Region labeling entries
_ _ _ _

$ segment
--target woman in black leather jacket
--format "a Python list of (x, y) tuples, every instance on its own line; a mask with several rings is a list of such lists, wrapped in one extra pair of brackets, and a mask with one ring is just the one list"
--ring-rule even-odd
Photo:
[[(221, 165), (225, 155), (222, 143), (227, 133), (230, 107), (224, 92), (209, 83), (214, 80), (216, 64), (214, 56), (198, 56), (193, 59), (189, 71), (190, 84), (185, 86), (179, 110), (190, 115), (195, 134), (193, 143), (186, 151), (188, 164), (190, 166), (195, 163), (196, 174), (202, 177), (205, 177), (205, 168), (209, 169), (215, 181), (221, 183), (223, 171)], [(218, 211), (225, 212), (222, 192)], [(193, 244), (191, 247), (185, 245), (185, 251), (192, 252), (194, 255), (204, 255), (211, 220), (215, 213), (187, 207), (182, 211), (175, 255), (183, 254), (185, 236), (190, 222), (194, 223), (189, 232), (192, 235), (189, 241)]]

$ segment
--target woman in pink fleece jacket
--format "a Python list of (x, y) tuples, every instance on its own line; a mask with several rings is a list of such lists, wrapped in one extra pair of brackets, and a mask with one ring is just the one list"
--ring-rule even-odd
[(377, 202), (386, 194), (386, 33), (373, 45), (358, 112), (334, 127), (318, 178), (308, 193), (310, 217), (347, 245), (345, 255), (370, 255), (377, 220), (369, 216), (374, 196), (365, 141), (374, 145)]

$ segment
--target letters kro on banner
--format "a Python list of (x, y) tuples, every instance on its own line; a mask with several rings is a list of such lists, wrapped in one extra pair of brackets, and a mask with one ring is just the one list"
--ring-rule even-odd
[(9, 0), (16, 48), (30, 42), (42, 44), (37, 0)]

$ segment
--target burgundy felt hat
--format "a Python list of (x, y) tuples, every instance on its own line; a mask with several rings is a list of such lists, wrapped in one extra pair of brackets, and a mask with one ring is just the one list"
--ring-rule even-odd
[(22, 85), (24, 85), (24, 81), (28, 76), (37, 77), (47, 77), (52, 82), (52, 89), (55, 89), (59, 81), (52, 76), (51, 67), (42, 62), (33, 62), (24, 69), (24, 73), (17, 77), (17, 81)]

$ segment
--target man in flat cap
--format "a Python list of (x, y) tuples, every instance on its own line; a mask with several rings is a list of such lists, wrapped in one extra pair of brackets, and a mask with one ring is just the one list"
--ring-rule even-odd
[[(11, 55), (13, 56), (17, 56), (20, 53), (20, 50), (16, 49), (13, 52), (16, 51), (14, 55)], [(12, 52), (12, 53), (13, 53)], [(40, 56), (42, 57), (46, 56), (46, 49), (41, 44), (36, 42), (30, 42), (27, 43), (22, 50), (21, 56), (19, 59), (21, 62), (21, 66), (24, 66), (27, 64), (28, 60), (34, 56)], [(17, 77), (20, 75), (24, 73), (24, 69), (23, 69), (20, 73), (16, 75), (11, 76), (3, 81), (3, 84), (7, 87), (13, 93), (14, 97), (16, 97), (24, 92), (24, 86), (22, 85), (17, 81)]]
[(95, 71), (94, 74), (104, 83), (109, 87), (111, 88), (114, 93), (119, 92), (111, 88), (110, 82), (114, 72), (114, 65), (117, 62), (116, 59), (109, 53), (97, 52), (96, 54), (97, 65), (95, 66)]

_ _ _ _

STATED EXERCISE: Reproduce the whole listing word for word.

WRITTEN SOLUTION:
$ segment
--target woman in black leather jacket
--format "a Python list of (x, y) tuples, every instance on its own line; a mask with several rings is a list of such lists, wrapped in one extra pair of brackets, and a mask with one ring is just the one list"
--ring-rule even-odd
Photo:
[[(221, 165), (225, 155), (222, 143), (227, 133), (230, 107), (224, 92), (209, 83), (214, 80), (216, 64), (214, 56), (198, 56), (193, 59), (189, 71), (190, 84), (185, 86), (179, 110), (190, 115), (195, 134), (193, 143), (186, 151), (188, 164), (190, 166), (195, 163), (196, 174), (202, 177), (205, 177), (205, 168), (209, 169), (215, 181), (221, 183), (223, 171)], [(218, 211), (225, 212), (222, 192)], [(193, 244), (191, 247), (185, 245), (185, 251), (192, 252), (194, 255), (204, 255), (211, 220), (215, 213), (187, 207), (182, 211), (175, 255), (183, 254), (185, 236), (190, 222), (194, 223), (189, 232), (192, 235), (189, 241)]]

$ segment
--target woman in pink fleece jacket
--format "a Python list of (x, y) tuples, every instance on its own line; a mask with several rings is a list of such lists, wrapped in one extra pair of brackets, and a mask with one ring is just the one list"
--ring-rule even-odd
[(377, 202), (386, 194), (386, 33), (373, 45), (358, 112), (334, 127), (318, 178), (308, 193), (310, 217), (347, 245), (345, 255), (370, 255), (377, 220), (369, 216), (374, 196), (365, 141), (374, 145)]

$ segment
--target letters kro on banner
--format "a Python list of (x, y) tuples, every instance on its own line; a mask with several rings is a list of such lists, wrapped in one extra pair of brackets, and a mask with one ring is just the one list"
--ring-rule even-odd
[(9, 0), (16, 48), (30, 42), (42, 44), (37, 0)]

$ segment
--target burgundy felt hat
--format "a Python list of (x, y) tuples, every instance on its own line; a mask with several rings is a list of such lists, wrapped in one extra pair of brackets, and a mask with one ring is just the one list"
--ring-rule even-odd
[(22, 85), (24, 85), (24, 81), (28, 76), (37, 77), (47, 77), (52, 82), (52, 89), (55, 89), (59, 81), (52, 76), (51, 67), (42, 62), (33, 62), (24, 69), (24, 73), (17, 77), (17, 81)]

$ segment
--target man in flat cap
--format "a Python list of (x, y) tuples, every instance on its own line; a mask with several rings is a list of such lists, wrapped in one extra pair of brackets, and a mask with one ring is just the one list"
--ring-rule even-odd
[[(11, 55), (13, 56), (17, 56), (20, 53), (20, 50), (16, 49), (13, 52), (16, 51), (14, 55)], [(12, 52), (12, 53), (13, 53)], [(40, 56), (42, 57), (46, 56), (46, 49), (41, 44), (36, 42), (30, 42), (27, 43), (22, 50), (21, 56), (19, 59), (21, 62), (21, 66), (24, 66), (27, 64), (28, 60), (34, 56)], [(17, 77), (20, 75), (24, 73), (24, 69), (23, 69), (20, 73), (16, 75), (11, 76), (3, 81), (3, 84), (7, 87), (13, 93), (14, 97), (16, 97), (24, 92), (24, 86), (22, 85), (17, 81)]]
[(95, 71), (94, 74), (104, 83), (109, 87), (111, 88), (114, 93), (119, 92), (111, 88), (110, 82), (114, 72), (114, 65), (117, 62), (116, 59), (109, 53), (97, 52), (96, 54), (97, 65), (95, 66)]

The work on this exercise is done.